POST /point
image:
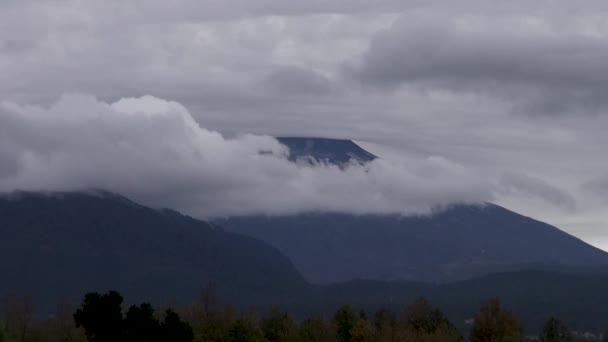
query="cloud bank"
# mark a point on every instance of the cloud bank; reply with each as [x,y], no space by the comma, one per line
[155,152]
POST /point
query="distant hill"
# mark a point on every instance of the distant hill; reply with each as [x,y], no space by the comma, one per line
[580,301]
[333,151]
[62,245]
[458,243]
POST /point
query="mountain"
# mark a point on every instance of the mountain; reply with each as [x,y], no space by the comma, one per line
[61,245]
[581,301]
[458,243]
[333,151]
[58,246]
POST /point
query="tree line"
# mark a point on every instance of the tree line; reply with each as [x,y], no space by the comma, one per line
[104,318]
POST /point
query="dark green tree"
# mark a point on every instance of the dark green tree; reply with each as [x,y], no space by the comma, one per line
[277,326]
[174,329]
[555,331]
[315,330]
[424,322]
[384,323]
[493,323]
[101,317]
[244,330]
[344,320]
[140,324]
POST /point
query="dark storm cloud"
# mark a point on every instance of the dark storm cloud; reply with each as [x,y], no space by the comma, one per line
[436,81]
[544,64]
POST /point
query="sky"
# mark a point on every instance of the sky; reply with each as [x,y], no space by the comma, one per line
[169,103]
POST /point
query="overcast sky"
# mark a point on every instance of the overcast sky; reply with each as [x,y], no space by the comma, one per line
[479,101]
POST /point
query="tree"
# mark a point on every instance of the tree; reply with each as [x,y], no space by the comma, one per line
[244,330]
[423,322]
[174,329]
[384,322]
[495,324]
[277,326]
[19,312]
[362,331]
[140,324]
[315,330]
[101,317]
[555,331]
[344,319]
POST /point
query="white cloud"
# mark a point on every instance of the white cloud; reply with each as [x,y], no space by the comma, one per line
[154,151]
[276,67]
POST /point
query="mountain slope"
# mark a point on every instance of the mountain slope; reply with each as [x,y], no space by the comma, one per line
[64,244]
[335,151]
[458,243]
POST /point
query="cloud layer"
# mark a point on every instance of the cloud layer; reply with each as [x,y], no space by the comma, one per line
[505,99]
[154,151]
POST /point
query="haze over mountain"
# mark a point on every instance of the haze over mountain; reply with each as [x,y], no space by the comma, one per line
[457,242]
[57,246]
[61,245]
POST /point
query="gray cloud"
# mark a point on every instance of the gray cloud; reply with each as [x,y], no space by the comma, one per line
[439,87]
[153,150]
[540,64]
[520,184]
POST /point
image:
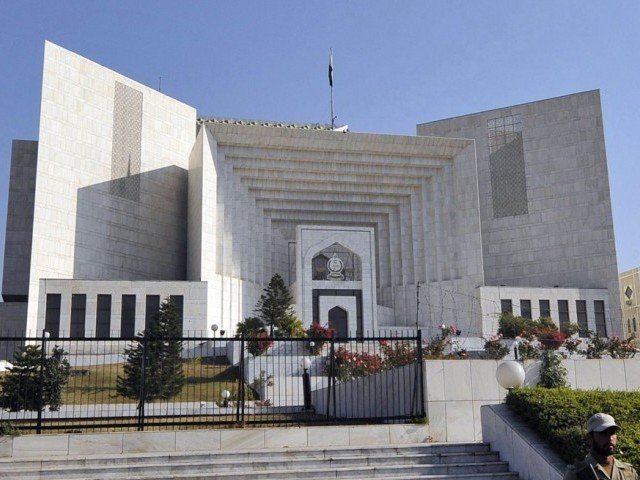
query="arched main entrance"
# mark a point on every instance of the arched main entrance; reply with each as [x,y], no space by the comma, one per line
[339,321]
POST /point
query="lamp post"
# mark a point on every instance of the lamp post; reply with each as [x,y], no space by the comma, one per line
[225,398]
[305,364]
[510,374]
[417,306]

┄┄┄┄┄┄┄┄┄┄

■ How to complete this task ■
After removing the pictures, restate the whole listing above word for word.

■ Output of the exercise ■
POST /point
image:
query="cloud bank"
# mark a point on every instance of the cloud bank; reply with each as [x,y], no space by the comma, one per line
[155,152]
POST /point
query="distant hill"
# mark a point on every instance of the distant hill; reply with each as [x,y], no space by the comma, one per line
[580,301]
[333,151]
[62,245]
[458,243]
POST /point
query="mountain"
# mark a point on every instance of the mountain; reply with each as [x,y], no space by the comma, one per line
[61,245]
[581,301]
[458,243]
[333,151]
[58,246]
POST /point
query="tree line"
# mark a point on every instance of the tree line; reply with each as [x,y], no space by the comma, one per line
[104,318]
POST /point
query="dark green tree"
# mark a point on every instance of the dark green tree; reply with each as [x,y], no space by the comma, one per line
[277,326]
[174,329]
[555,331]
[315,330]
[424,322]
[384,323]
[493,323]
[101,317]
[244,330]
[344,320]
[140,324]
POST /point
query="dark storm cloud"
# mark a point on every instance of the dark storm cloud; reply with each as [x,y], no space by the comma, one per line
[436,81]
[544,64]
POST /point
query="sky"
# mark a point on every instance of the sky; reply with each as [x,y], no space by the comma, one per line
[169,103]
POST /point
query="overcast sky"
# mark a point on every instance of the overcast sky; reply with each as [x,y], no space by the comma, one per line
[479,101]
POST /point
query="tree"
# mark a point on every instance of the tree; reply with each as [x,y], no space by the comma, one per line
[244,330]
[423,322]
[174,329]
[384,322]
[495,324]
[277,326]
[19,312]
[362,331]
[140,324]
[315,330]
[101,317]
[555,331]
[344,319]
POST /point
query="white cloud"
# mark a point on every instance of the white cloud; reply with each as [x,y], no space by the comma, one per line
[154,151]
[276,67]
POST /point
query="mountain slope"
# mark a point on every instance of the mountain slope; reply with each as [x,y], no space by the comma, one per line
[64,244]
[335,151]
[458,243]
POST /point
query="cloud layer"
# mark a point on every instance of the cloud layer; reply with each as [x,y], no space by the comma, one per line
[505,99]
[154,151]
POST /point
query="haze over mountain"
# mark a point on every instance of the haze over mountain; reply with each as [x,y], no space by the comma, one per line
[457,242]
[57,246]
[61,245]
POST /point
query="gray cloud"
# mark a point on every instance of the gray cloud; reply with each as [x,y], no space by the comma, one per line
[439,87]
[153,150]
[540,64]
[520,184]
POST /point
image:
query="arched main entrance"
# mark a point on every instance of the arched main entrance; reply with each as [x,y], no space by the comma, one per line
[339,321]
POST /point
query="lamp post"
# mark a point on every instance of the lamp post; reply with each as [x,y], no space by the comma, one per line
[225,398]
[305,364]
[510,374]
[417,306]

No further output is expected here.